> [EXERCISE PROMPT]:
Write the entries below out again in full. Match every character.
----- RECORDS TO USE
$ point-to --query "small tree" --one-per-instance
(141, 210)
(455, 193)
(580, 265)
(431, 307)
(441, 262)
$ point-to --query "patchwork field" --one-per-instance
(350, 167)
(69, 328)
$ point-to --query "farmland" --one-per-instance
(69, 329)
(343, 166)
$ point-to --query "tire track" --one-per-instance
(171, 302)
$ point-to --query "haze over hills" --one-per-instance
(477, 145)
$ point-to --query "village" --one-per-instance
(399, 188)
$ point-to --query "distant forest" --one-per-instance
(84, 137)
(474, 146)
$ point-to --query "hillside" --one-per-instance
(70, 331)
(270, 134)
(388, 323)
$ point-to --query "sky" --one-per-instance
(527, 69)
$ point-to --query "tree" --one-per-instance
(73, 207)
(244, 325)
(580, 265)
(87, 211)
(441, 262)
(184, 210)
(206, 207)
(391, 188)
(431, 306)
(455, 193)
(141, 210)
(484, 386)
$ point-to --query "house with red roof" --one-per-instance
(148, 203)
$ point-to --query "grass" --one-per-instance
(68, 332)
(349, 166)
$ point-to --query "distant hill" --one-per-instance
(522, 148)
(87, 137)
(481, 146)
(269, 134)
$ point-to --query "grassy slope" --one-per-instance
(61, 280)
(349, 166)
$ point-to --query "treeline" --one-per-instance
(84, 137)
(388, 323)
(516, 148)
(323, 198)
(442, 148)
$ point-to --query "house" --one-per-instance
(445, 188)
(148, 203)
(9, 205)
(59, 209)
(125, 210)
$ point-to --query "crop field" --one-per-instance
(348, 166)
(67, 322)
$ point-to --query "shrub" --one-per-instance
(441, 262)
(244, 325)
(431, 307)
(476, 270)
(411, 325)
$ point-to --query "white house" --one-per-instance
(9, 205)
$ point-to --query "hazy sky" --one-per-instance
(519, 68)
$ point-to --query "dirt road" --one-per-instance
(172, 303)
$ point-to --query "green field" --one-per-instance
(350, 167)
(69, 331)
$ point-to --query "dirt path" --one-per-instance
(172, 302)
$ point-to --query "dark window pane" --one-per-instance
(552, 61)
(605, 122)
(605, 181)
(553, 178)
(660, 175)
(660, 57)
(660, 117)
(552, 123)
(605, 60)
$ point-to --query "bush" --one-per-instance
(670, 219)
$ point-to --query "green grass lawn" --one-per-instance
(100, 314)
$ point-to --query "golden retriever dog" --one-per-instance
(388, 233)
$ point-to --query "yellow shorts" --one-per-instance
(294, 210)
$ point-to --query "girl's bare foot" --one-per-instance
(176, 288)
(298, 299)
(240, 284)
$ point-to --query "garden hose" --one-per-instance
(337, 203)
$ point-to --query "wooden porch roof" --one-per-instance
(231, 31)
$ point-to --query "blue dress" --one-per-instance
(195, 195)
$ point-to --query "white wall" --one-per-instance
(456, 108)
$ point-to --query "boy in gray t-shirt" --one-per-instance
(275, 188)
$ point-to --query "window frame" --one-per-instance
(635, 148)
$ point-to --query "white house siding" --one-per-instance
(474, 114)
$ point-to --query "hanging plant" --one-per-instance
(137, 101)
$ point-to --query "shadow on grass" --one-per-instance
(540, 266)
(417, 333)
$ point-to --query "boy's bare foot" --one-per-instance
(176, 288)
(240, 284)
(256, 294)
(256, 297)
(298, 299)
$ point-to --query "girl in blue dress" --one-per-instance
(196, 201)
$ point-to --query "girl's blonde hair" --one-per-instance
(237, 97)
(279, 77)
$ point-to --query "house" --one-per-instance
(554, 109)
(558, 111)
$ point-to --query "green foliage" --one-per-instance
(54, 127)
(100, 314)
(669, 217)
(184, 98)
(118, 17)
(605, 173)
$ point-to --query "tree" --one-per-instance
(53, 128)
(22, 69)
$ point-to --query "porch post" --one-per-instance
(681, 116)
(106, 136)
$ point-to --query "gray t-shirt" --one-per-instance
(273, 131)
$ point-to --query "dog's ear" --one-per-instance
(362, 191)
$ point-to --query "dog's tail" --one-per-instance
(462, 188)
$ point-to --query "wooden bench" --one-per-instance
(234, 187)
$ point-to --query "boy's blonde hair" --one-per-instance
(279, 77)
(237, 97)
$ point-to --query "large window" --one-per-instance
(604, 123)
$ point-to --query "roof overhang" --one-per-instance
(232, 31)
----------
> [ANSWER BELOW]:
$ point-to --query "small tree" --one-per-instance
(141, 210)
(455, 193)
(580, 265)
(431, 307)
(441, 262)
$ point-to --query "patchwork field" --one-per-instance
(350, 167)
(69, 328)
$ point-to --query "farmland" --one-per-instance
(69, 329)
(343, 166)
$ point-to --query "tire track" --one-per-instance
(171, 302)
$ point-to --query "haze over hills" --one-per-instance
(477, 145)
$ point-to --query "village" --one-per-instance
(399, 188)
$ point-to --query "distant forest" --one-per-instance
(84, 137)
(474, 146)
$ point-to --query "hillside" --one-per-instance
(70, 331)
(270, 134)
(388, 323)
$ point-to --query "sky" --one-per-instance
(527, 69)
$ point-to --query "tree" --one-per-instance
(73, 207)
(244, 325)
(580, 265)
(87, 211)
(441, 262)
(184, 210)
(206, 207)
(391, 188)
(431, 306)
(455, 193)
(141, 210)
(484, 386)
$ point-to --query "house with red roof" --one-per-instance
(148, 203)
$ point-to --query "grass" --one-per-instance
(68, 332)
(349, 166)
$ point-to --query "distant hill" --one-per-instance
(522, 148)
(87, 137)
(481, 146)
(269, 134)
$ point-to --query "grassy slope" --one-per-instance
(61, 280)
(349, 166)
$ point-to --query "treeline" --one-per-instance
(84, 137)
(388, 323)
(516, 148)
(323, 198)
(442, 148)
$ point-to --query "house" --one-per-instance
(445, 188)
(148, 203)
(9, 205)
(59, 209)
(125, 210)
$ point-to --query "crop field" --one-per-instance
(348, 166)
(67, 322)
$ point-to --query "shrub" --one-per-instance
(441, 262)
(244, 325)
(431, 307)
(476, 270)
(411, 325)
$ point-to --query "white house" --one-per-instance
(9, 205)
$ point-to --query "hazy sky" --one-per-instance
(519, 68)
$ point-to --query "dirt road" --one-per-instance
(172, 303)
$ point-to --query "green field" --one-per-instance
(350, 167)
(69, 331)
$ point-to --query "dirt path" --one-per-instance
(172, 302)
$ point-to --query "dark window pane" --one-per-instance
(552, 61)
(605, 122)
(605, 181)
(553, 178)
(660, 175)
(660, 57)
(660, 117)
(552, 123)
(605, 60)
$ point-to --query "bush" --one-per-instance
(670, 219)
$ point-to --query "green grass lawn" --one-per-instance
(100, 314)
$ point-to --query "golden retriever dog" --one-per-instance
(388, 233)
$ point-to --query "yellow shorts" --one-per-instance
(294, 210)
$ point-to --query "girl's bare foot" --one-per-instance
(176, 288)
(298, 299)
(240, 284)
$ point-to --query "garden hose" --one-per-instance
(337, 203)
$ point-to --query "wooden porch roof" --one-per-instance
(231, 31)
$ point-to --query "blue dress" --one-per-instance
(195, 195)
$ point-to --query "white wall" --one-per-instance
(456, 108)
$ point-to --query "boy in gray t-shirt" --one-per-instance
(275, 188)
$ point-to --query "window frame" --one-per-instance
(635, 148)
$ point-to --query "white house siding" --one-per-instance
(474, 114)
$ point-to --query "hanging plant" --one-per-instance
(137, 101)
$ point-to --query "shadow on grass" --one-per-instance
(540, 266)
(417, 333)
$ point-to --query "boy's bare foot" --one-per-instance
(176, 288)
(240, 284)
(256, 294)
(256, 297)
(298, 299)
$ point-to --query "girl in blue dress" --one-per-instance
(196, 201)
$ point-to --query "girl's blonde hair" --one-per-instance
(237, 97)
(279, 77)
$ point-to --query "house" --one-per-instance
(554, 109)
(558, 111)
$ point-to --query "green foliage" --one-per-instance
(54, 127)
(100, 314)
(669, 217)
(184, 98)
(118, 17)
(605, 173)
$ point-to --query "tree" --one-per-instance
(53, 128)
(22, 69)
$ point-to --query "porch post" --one-per-instance
(681, 116)
(106, 136)
$ point-to --query "gray t-shirt" --one-per-instance
(273, 131)
$ point-to --query "dog's ear" --one-per-instance
(362, 191)
$ point-to --query "dog's tail" --one-per-instance
(462, 188)
$ point-to --query "wooden bench" --one-per-instance
(234, 187)
$ point-to --query "boy's blonde hair" --one-per-instance
(279, 77)
(237, 97)
$ point-to --query "large window" --one-per-instance
(604, 123)
$ point-to --query "roof overhang" --one-per-instance
(232, 31)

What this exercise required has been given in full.